Please retype the rows starting at the line that contains "Where can the green vegetation" and ending at the line that contains "<point>42,397</point>", keeping every character the same.

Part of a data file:
◆ ◆ ◆
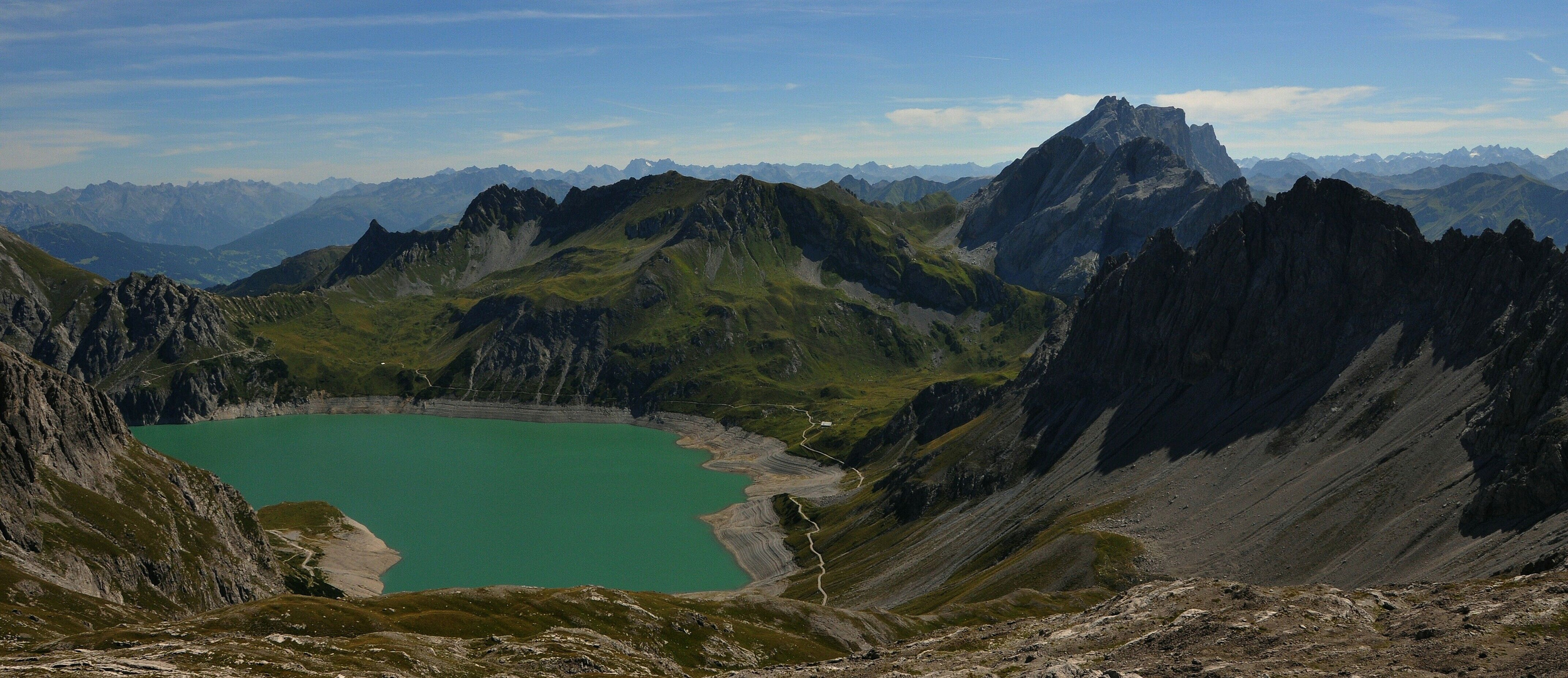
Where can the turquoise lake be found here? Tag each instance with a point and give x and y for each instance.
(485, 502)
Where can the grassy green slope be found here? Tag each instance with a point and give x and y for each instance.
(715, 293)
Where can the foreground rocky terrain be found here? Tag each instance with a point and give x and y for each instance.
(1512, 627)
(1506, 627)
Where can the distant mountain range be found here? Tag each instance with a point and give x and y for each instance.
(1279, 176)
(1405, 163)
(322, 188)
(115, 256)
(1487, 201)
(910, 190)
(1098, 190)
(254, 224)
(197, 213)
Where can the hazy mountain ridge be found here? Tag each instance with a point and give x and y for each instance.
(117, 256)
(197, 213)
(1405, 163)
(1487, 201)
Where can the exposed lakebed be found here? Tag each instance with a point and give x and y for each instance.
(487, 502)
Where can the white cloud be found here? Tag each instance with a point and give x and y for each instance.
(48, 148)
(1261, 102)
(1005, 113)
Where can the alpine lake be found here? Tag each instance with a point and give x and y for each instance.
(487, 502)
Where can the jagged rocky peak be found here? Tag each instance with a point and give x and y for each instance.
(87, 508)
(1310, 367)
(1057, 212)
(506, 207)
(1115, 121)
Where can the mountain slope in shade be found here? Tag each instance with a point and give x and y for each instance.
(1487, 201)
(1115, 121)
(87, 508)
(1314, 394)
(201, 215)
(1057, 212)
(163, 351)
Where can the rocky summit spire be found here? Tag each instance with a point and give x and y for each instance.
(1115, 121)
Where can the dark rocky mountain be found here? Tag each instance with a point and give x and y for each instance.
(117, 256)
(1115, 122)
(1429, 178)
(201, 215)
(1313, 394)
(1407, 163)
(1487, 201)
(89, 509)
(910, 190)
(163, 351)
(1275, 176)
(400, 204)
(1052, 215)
◆ ◆ ◆
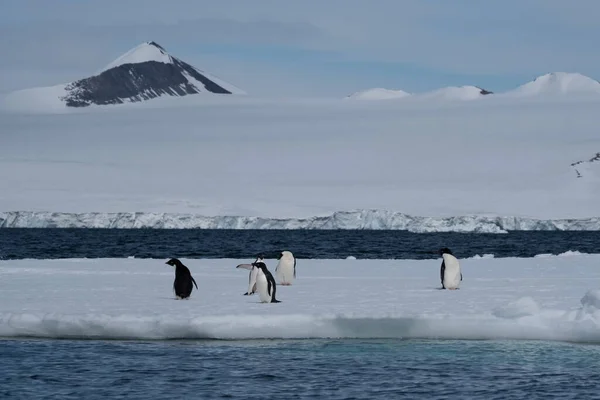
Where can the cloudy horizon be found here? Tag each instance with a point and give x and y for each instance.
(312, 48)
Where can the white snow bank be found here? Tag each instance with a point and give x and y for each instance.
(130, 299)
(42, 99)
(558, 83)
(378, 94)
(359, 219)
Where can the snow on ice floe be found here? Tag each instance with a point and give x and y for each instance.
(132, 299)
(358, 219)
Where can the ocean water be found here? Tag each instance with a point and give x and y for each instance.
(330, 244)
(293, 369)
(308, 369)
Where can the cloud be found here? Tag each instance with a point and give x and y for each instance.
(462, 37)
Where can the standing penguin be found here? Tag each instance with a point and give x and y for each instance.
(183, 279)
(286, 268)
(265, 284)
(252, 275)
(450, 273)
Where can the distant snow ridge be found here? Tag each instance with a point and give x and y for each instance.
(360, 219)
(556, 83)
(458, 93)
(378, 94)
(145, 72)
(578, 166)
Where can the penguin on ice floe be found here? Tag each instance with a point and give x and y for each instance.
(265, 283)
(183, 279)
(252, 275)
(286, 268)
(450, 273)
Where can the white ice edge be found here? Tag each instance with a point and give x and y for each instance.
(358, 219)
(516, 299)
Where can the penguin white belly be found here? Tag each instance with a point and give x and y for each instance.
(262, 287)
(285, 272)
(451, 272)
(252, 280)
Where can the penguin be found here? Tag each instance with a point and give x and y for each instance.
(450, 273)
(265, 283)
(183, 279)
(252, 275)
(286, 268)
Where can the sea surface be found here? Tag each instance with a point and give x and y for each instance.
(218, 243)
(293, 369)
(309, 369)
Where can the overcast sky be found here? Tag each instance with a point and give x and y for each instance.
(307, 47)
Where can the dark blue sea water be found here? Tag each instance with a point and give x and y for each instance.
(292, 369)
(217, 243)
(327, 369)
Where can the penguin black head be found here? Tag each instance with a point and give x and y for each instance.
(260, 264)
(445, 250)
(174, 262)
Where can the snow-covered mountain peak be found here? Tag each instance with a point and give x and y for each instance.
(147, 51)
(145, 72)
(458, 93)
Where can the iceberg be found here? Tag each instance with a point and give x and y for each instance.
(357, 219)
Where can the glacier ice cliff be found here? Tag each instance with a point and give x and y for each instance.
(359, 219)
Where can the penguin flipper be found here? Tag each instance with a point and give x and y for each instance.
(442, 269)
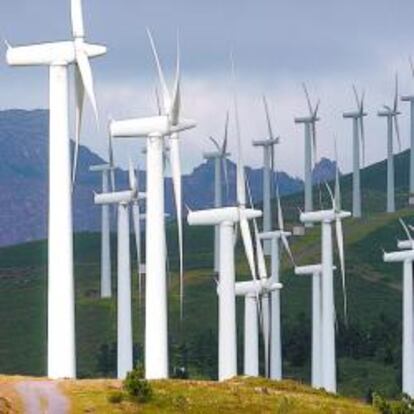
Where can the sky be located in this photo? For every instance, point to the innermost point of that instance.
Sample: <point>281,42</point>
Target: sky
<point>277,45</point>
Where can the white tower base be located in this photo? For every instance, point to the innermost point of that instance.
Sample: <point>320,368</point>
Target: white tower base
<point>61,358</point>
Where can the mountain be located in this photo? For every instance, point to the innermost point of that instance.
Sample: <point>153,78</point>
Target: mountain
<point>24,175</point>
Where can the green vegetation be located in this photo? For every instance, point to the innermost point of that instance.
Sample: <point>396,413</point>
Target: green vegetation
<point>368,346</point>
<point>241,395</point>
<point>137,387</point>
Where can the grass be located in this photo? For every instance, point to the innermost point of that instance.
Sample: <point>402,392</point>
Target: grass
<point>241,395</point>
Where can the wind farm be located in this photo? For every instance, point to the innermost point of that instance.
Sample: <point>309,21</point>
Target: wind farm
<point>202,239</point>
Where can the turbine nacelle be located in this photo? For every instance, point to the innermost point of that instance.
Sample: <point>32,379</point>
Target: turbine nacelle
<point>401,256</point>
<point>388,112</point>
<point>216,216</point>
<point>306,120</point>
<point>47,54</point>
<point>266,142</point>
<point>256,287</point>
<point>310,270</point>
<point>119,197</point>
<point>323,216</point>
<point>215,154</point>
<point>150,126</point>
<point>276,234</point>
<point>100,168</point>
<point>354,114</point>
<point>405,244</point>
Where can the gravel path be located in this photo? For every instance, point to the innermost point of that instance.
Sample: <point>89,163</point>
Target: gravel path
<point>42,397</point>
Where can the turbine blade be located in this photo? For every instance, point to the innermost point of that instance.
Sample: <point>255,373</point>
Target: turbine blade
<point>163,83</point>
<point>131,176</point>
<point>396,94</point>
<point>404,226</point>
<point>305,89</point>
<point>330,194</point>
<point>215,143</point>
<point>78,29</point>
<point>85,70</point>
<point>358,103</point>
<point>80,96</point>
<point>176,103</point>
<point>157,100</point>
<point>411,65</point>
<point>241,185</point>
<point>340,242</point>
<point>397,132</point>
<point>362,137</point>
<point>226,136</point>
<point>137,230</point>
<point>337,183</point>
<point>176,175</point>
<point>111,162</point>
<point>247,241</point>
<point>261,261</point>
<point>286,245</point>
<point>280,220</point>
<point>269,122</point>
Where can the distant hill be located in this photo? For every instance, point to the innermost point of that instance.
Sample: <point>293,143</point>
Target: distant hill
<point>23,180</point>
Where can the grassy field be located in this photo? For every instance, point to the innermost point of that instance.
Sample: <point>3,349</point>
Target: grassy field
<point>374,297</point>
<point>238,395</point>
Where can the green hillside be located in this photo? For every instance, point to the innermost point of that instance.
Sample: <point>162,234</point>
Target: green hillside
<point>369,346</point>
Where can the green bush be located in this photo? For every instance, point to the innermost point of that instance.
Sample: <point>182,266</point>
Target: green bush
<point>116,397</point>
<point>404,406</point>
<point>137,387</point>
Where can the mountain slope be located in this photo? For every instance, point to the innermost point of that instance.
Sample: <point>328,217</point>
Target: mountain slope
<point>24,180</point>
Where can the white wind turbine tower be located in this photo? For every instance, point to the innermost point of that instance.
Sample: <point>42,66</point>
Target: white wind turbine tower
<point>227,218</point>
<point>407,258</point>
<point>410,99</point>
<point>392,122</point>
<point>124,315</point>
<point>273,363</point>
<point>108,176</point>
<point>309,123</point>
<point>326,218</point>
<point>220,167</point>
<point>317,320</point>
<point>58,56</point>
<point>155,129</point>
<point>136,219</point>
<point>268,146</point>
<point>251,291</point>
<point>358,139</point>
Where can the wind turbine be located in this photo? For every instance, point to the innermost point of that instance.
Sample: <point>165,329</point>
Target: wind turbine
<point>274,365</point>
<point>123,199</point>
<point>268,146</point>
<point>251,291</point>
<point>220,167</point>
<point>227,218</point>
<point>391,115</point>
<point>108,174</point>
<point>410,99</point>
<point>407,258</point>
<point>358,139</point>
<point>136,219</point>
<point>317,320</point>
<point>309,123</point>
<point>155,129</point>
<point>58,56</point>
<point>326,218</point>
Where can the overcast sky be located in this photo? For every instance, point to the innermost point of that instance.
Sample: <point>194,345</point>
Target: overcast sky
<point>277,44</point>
◆ ◆ ◆
COMPLETED TASK:
Where can the green vegetation be located in this photo? For every instance, point to the innermost point of that instance.
Sample: <point>396,413</point>
Target: green vegetation
<point>368,346</point>
<point>241,395</point>
<point>137,387</point>
Where can the grass be located in this photo? For every instance, point to the innermost point of that instance.
Sample: <point>402,392</point>
Target: grass
<point>241,395</point>
Where can the wind farm be located in this photo? For every instance, point to the innermost point of that instance.
Sample: <point>309,21</point>
Target: wind farm
<point>202,239</point>
Where can the turbine nacelle be located in this photo? For every instance, point to the innermost point of that instance.
Sample: <point>32,379</point>
Target: turbine nacelle
<point>401,256</point>
<point>388,112</point>
<point>216,216</point>
<point>306,120</point>
<point>47,54</point>
<point>266,142</point>
<point>256,287</point>
<point>310,270</point>
<point>119,197</point>
<point>323,216</point>
<point>215,154</point>
<point>150,126</point>
<point>276,234</point>
<point>100,168</point>
<point>354,114</point>
<point>405,244</point>
Where can the gravel path be located in this photo? For every instance, point to the innermost point of that instance.
Sample: <point>89,163</point>
Target: gravel path
<point>42,397</point>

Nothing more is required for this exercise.